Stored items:
######
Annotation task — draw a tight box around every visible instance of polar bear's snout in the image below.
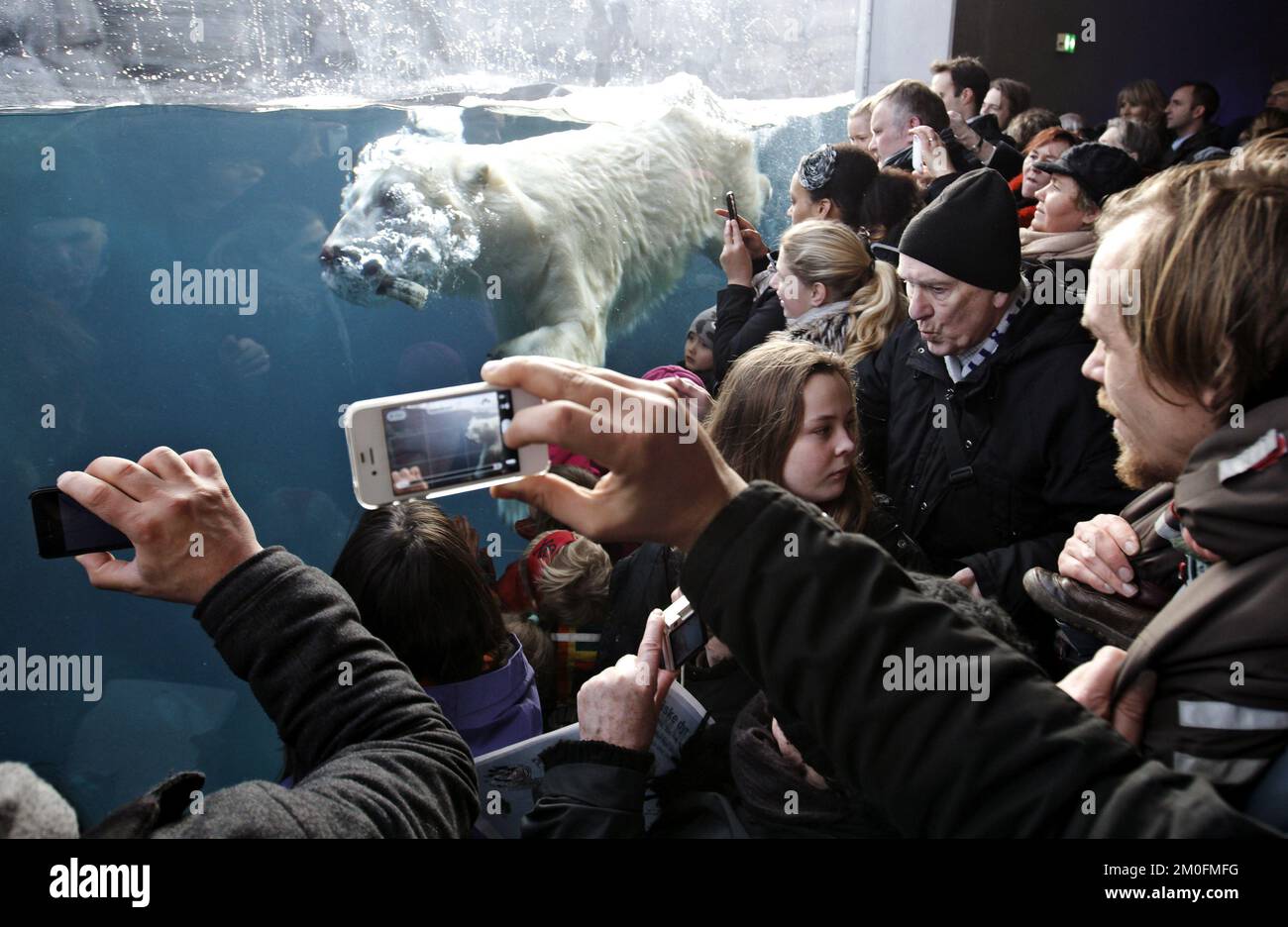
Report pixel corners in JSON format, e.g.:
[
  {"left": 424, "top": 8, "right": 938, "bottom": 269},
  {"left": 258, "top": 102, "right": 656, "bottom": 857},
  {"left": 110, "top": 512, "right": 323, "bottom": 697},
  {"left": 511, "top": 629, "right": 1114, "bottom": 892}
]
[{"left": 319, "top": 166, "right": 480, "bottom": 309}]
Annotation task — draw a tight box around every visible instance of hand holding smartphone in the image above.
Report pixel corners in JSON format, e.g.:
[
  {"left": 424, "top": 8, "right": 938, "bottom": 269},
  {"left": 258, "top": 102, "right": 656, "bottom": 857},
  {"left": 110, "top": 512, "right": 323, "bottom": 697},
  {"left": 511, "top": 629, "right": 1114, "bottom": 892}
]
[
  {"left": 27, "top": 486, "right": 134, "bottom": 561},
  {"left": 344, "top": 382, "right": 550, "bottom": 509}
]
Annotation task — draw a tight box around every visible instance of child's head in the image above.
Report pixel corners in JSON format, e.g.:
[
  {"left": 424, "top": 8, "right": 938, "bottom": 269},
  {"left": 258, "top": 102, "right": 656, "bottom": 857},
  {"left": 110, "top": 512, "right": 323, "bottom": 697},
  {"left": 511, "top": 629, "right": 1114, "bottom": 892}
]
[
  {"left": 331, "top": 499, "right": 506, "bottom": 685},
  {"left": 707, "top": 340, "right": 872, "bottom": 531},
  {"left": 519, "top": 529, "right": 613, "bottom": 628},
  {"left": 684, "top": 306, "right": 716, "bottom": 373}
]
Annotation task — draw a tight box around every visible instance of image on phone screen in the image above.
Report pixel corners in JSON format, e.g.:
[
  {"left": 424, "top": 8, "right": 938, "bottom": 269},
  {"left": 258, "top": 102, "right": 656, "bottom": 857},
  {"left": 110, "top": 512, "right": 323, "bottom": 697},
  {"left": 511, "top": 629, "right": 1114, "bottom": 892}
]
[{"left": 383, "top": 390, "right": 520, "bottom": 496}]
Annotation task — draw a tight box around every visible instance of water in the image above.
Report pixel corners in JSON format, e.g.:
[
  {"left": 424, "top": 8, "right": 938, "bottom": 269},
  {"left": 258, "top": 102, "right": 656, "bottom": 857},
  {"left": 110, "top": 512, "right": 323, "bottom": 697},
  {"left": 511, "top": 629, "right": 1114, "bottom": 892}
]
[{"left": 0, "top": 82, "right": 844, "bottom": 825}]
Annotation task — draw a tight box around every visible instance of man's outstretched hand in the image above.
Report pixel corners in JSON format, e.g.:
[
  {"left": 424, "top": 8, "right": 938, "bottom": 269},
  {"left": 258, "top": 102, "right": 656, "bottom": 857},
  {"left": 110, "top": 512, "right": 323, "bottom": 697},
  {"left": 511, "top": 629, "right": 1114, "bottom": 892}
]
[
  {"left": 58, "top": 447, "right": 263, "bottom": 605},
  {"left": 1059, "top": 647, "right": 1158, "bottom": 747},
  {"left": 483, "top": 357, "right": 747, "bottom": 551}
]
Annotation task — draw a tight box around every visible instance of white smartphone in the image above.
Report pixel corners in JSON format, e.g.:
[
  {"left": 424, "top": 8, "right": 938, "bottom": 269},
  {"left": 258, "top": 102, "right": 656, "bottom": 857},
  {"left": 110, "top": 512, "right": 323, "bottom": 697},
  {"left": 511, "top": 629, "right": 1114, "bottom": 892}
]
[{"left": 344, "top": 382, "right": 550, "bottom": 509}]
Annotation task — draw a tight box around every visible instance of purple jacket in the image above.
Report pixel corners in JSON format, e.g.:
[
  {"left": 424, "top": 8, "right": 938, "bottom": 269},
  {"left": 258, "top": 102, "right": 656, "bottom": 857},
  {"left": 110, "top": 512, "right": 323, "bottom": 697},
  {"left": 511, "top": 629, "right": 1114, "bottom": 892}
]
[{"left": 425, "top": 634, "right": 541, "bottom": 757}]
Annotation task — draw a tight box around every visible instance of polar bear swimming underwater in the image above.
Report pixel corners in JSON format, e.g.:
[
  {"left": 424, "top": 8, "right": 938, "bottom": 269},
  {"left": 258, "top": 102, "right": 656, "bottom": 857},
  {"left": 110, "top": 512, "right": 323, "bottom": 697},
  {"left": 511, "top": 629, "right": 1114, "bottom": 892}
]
######
TASK DETAILS — Report every line above that contains the string "smartphone". Copy each such line in full.

FULL ANSWER —
Annotation task — draw a tight box around every visible instance of hand holding smartphone in the image above.
Annotation task — draw a tight box around every visible instance of white smartphone in the image above.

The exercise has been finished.